| Your assignment |
Please output exactly the lines that run from the line with "Query: chair leg" through the final line of the data, inclusive, and nothing more.

##### Source records #####

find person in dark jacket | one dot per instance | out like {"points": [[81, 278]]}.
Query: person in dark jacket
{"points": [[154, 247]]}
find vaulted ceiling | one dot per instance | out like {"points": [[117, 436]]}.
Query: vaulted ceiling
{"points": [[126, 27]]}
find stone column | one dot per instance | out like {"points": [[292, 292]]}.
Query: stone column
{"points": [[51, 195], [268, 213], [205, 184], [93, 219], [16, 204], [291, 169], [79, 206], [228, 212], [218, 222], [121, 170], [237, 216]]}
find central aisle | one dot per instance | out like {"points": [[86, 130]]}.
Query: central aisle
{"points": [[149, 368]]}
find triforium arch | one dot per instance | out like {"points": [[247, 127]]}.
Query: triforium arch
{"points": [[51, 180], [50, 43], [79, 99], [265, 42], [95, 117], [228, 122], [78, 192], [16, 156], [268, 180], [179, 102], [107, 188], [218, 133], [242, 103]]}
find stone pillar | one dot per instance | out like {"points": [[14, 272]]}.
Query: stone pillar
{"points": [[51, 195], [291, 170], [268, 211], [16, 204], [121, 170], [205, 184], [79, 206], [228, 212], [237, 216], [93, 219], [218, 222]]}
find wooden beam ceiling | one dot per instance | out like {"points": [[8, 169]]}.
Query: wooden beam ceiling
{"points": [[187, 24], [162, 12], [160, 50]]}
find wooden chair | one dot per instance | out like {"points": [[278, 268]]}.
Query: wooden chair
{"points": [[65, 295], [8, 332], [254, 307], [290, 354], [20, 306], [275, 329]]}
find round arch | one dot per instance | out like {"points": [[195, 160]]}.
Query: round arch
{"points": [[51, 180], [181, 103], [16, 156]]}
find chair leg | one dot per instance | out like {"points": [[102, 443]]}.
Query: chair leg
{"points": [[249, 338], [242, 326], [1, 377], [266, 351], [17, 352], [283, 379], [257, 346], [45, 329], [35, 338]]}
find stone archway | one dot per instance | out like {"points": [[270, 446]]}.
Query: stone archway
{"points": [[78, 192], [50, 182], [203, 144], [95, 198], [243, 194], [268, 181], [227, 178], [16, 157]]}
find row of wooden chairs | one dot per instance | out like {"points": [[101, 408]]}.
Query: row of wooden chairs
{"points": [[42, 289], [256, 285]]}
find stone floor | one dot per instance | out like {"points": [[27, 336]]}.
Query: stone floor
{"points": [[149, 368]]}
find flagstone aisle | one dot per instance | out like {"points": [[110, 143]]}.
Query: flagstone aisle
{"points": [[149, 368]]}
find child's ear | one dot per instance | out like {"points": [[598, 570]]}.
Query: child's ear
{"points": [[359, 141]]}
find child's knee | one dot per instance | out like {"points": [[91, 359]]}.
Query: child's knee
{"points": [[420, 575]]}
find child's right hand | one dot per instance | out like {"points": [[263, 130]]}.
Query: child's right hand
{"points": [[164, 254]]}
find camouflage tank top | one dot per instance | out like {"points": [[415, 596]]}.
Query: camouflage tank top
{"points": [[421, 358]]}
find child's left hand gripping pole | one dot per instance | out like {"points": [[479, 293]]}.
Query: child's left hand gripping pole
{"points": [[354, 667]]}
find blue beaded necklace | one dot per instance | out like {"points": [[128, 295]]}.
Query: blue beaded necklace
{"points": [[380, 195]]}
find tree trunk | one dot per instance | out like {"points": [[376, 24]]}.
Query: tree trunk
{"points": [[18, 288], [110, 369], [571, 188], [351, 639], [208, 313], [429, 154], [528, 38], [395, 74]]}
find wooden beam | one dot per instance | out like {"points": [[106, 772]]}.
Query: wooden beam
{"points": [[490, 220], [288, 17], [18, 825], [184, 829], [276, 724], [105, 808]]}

#####

| Answer for this exercise |
Query: chair leg
{"points": [[249, 338], [242, 326], [1, 377], [266, 351], [17, 352], [283, 379], [257, 346], [45, 329], [35, 338]]}
find stone archway | one dot per instance | out like {"points": [[270, 446]]}.
Query: stone archway
{"points": [[78, 192], [50, 182], [203, 144], [95, 198], [243, 194], [268, 181], [227, 178], [16, 157]]}
find row of wooden chairs | one dot per instance | out like {"points": [[101, 408]]}.
Query: row of wooden chairs
{"points": [[42, 289], [256, 285]]}
find stone floor | one dot per instance | out like {"points": [[27, 336]]}.
Query: stone floor
{"points": [[149, 368]]}
find flagstone aisle | one dot per instance | out like {"points": [[110, 143]]}.
Query: flagstone aisle
{"points": [[149, 368]]}
find child's ear | one dot per instance | out like {"points": [[598, 570]]}.
Query: child's ear
{"points": [[359, 141]]}
find child's knee | one dot per instance | out like {"points": [[91, 359]]}.
Query: child's knee
{"points": [[420, 575]]}
find child's right hand | one dot per instance | out like {"points": [[263, 130]]}.
Query: child's right hand
{"points": [[164, 254]]}
find camouflage tank top | one dot per instance | out like {"points": [[415, 596]]}.
Query: camouflage tank top
{"points": [[421, 358]]}
find child's left hand gripping pole | one dot per instance | out like {"points": [[479, 293]]}.
Query: child's left hand gripping pole
{"points": [[354, 667]]}
find blue beaded necklace | one dot per instance | out like {"points": [[128, 295]]}.
Query: blue beaded necklace
{"points": [[380, 195]]}
find tree trunk | one dot per instance | out like {"points": [[376, 24]]}.
Query: tree trunk
{"points": [[18, 288], [110, 369], [571, 188], [351, 639], [208, 313], [429, 154], [528, 38], [395, 74]]}
find wooden beam | one dot per instance | out like {"points": [[106, 772]]}.
Query: wooden beam
{"points": [[490, 220], [288, 17], [18, 825], [184, 829], [276, 724], [105, 808]]}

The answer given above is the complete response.